## begin Text shown

As of Home Assistant 2023.6, it now supports native NAS (SMB/NFS) backups. This is a great compliment to the Google Drive backups. Thankfully, this feature doesn’t really change the restore process that much and even can make it easier. This post covers Google Drive only backups, and also backups stored on a NAS. 

Restoring Home Assistant

Depending on the type of backup you want to restore from (Google Drive or NAS), and the backup size, I cover three scenarios:

  • Google Drive Restore – Under 1GB
  • Google Drive Restore – Over 1GB
  • NAS Restore (Any Size)

The NAS restore is the most straight forward, as the same procedure works for backups of all sizes. If you only have a Google Drive backup, then you have to determine if your backup archive is under or over 1GB. The procedure is different depending on the size. This is critical. The under 1GB procedure will NOT work with backups over 1GB. 

If your Google Drive backup is under 1GB, you can simply download the latest backup to your local computer and restore it on the HA welcome screen. If it’s over 1GB, we need to do a bit more work to get the large backup loaded into HAOS. 

Skip down to the appropriate section that fits your restore scenario (Google Drive under 1GB, Google Drive over 1GB, or NAS (any size)).

Google Drive Restore - Under 1GB

If your backup archive is under 1GB in size, you are in luck. The process should be pretty quick and easy. This assumes your last backup is in Google drive:

  1. Go to Google drive and download the latest backup to your local computer. Verify it is under 1GB in size.
  2. Re-install a fresh copy of Home Assistant OS. If you want to install HAOS on Proxmox, follow my Proxmox Quick Start Guide.
  3. Wait for the install to complete and STOP on the Welcome screen.

3. In the middle of the on-boarding screen click on restore from backup. Click on Upload Backup.

4. Select Full Backup and enter your backup password if you used one. Click on RESTORE.  Acknowledge the warning and click RESTORE.

## end Text shown

Set task => Reproduce word for word the stretch of the Home Assistant restore text from "If your Google" through "the Welcome screen.". The items are separate material and not part of the Home Assistant restore text.

## begin Information supplied

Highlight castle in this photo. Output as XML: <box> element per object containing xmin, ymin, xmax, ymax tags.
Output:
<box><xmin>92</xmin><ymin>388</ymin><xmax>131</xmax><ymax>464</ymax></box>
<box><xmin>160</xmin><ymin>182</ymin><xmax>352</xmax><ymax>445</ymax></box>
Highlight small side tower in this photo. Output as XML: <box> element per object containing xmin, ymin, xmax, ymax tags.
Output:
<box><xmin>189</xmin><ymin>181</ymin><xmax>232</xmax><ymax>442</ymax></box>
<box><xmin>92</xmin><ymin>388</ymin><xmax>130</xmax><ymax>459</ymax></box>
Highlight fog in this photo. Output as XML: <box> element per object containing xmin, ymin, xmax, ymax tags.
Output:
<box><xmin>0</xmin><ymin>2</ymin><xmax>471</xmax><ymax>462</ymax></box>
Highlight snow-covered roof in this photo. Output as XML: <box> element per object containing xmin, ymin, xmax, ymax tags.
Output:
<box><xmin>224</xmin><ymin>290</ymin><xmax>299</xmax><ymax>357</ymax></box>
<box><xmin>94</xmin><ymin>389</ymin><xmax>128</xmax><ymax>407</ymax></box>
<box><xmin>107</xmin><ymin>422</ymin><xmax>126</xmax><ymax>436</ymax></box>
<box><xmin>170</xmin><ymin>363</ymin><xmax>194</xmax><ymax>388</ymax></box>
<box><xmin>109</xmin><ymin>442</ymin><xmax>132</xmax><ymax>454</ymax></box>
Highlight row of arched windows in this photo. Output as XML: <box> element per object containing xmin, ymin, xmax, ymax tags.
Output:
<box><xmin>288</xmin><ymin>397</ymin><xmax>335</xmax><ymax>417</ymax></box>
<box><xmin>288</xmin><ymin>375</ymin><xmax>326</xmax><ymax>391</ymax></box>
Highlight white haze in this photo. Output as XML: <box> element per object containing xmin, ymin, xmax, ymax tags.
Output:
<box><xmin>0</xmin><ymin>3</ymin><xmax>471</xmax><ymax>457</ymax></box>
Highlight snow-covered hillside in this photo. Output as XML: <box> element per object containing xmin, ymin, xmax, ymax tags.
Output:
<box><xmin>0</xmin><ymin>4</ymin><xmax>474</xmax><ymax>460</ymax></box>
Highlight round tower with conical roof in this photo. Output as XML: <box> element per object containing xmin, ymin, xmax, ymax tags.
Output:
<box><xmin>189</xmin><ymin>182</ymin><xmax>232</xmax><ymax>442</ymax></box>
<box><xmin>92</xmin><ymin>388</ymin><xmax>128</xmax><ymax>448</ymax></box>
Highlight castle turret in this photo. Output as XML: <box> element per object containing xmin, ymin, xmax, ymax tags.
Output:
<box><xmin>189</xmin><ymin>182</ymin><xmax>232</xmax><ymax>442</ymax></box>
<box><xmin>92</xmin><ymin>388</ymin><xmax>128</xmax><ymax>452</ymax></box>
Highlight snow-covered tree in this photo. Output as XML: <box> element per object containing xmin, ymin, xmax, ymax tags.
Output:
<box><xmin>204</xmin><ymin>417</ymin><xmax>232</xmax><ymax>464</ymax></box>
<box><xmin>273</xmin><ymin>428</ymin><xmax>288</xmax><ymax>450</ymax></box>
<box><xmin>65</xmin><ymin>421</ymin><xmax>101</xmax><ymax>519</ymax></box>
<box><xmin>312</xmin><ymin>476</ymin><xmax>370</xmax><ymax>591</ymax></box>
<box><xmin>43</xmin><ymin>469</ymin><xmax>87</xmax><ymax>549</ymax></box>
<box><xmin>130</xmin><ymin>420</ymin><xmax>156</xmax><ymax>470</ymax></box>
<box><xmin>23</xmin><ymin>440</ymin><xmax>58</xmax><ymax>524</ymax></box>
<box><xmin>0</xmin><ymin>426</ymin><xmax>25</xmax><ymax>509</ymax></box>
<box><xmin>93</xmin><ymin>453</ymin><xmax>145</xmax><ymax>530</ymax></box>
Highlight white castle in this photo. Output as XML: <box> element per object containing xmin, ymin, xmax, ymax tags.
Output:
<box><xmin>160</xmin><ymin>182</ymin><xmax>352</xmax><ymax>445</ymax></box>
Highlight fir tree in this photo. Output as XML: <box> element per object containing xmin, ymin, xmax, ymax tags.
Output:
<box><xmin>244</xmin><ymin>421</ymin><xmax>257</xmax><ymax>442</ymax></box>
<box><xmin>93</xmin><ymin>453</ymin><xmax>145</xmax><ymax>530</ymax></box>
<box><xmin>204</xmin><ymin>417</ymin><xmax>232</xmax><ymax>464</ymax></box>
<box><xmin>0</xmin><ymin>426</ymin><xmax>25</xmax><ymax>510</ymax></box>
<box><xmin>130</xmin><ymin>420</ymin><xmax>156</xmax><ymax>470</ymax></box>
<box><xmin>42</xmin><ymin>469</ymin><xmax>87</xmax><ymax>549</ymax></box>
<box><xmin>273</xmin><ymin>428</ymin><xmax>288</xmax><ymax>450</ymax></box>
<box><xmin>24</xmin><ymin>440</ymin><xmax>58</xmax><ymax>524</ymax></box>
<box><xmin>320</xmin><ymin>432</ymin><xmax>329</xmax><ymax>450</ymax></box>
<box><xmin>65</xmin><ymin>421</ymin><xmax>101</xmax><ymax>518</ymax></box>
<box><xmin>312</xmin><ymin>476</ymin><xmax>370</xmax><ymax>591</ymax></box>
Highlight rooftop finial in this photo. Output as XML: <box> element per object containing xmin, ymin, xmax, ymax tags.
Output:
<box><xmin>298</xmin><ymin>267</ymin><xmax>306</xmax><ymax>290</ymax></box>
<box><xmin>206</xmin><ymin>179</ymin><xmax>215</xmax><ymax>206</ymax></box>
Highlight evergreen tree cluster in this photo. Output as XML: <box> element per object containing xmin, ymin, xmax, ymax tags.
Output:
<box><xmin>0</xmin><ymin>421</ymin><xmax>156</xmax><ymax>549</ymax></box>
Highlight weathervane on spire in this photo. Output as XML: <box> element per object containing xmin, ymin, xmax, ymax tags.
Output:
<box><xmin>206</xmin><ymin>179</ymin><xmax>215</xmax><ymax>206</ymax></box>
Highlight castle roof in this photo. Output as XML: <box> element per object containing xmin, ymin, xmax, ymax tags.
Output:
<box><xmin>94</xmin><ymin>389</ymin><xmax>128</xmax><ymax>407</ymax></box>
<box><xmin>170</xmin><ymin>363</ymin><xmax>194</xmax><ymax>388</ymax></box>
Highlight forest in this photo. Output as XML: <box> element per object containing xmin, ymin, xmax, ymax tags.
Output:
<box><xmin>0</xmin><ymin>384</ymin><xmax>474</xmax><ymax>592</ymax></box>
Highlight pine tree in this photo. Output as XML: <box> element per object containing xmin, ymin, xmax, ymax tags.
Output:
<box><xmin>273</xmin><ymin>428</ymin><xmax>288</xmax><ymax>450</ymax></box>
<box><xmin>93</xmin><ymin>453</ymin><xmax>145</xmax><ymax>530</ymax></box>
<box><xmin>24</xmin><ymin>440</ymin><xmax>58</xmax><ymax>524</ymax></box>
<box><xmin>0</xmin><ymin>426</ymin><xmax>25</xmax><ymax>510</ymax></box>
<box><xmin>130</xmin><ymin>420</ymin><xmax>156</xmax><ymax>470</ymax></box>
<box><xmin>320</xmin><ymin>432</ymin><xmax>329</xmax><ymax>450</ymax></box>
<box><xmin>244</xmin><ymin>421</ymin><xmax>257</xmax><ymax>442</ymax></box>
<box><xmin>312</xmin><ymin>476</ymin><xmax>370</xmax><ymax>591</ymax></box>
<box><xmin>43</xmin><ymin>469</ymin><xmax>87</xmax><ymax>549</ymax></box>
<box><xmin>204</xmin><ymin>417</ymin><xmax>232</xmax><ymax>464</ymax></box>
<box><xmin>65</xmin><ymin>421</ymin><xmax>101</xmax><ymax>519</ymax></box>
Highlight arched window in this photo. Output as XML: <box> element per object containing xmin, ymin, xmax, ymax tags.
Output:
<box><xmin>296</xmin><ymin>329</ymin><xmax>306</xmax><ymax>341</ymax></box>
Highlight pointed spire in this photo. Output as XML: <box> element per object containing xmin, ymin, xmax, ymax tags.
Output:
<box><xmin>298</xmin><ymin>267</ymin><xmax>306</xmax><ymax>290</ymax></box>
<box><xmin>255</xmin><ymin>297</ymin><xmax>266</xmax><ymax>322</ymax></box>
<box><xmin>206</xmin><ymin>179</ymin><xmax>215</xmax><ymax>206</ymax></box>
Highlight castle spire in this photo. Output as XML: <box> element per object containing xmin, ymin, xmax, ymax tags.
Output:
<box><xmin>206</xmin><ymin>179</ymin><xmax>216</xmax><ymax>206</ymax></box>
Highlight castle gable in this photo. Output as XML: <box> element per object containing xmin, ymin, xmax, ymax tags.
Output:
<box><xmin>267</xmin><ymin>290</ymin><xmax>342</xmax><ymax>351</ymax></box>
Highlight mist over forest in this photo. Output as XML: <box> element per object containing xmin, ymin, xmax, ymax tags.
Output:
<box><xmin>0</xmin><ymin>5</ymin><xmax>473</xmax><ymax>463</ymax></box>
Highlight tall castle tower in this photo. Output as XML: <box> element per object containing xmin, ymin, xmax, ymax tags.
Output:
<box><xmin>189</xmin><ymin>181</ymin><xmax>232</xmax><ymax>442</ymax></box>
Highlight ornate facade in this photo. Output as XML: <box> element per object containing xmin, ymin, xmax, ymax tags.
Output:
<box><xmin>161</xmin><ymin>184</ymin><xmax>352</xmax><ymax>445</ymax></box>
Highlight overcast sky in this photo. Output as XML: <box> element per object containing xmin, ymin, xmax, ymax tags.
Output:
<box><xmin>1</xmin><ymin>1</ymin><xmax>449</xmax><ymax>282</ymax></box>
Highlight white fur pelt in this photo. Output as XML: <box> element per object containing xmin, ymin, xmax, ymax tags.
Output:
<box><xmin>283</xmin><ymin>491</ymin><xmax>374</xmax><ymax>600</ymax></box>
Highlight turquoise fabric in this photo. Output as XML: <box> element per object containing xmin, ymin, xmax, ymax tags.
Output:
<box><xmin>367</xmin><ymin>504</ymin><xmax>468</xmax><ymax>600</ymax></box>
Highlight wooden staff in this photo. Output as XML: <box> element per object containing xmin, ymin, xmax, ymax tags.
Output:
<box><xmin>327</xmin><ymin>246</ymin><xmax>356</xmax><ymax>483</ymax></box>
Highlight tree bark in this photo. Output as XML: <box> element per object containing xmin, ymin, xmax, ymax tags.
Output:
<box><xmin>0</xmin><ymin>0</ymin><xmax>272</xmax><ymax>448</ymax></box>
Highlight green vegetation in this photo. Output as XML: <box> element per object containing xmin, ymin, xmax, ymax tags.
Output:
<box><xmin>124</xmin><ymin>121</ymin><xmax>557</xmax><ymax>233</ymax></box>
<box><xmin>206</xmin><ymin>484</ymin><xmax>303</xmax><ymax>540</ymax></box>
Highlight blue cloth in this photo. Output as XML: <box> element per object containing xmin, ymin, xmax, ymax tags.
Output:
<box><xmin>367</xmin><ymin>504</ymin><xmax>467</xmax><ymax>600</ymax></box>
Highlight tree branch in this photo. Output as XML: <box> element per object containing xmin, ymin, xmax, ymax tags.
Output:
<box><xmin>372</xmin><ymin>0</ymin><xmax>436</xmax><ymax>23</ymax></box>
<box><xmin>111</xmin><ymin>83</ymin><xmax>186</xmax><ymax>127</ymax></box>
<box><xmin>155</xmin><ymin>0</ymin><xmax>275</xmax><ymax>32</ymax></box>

## end Information supplied

Finished answer =>
If your Google Drive backup is under 1GB, you can simply download the latest backup to your local computer and restore it on the HA welcome screen. If it’s over 1GB, we need to do a bit more work to get the large backup loaded into HAOS. 

Skip down to the appropriate section that fits your restore scenario (Google Drive under 1GB, Google Drive over 1GB, or NAS (any size)).

Google Drive Restore - Under 1GB

If your backup archive is under 1GB in size, you are in luck. The process should be pretty quick and easy. This assumes your last backup is in Google drive:

  1. Go to Google drive and download the latest backup to your local computer. Verify it is under 1GB in size.
  2. Re-install a fresh copy of Home Assistant OS. If you want to install HAOS on Proxmox, follow my Proxmox Quick Start Guide.
  3. Wait for the install to complete and STOP on the Welcome screen.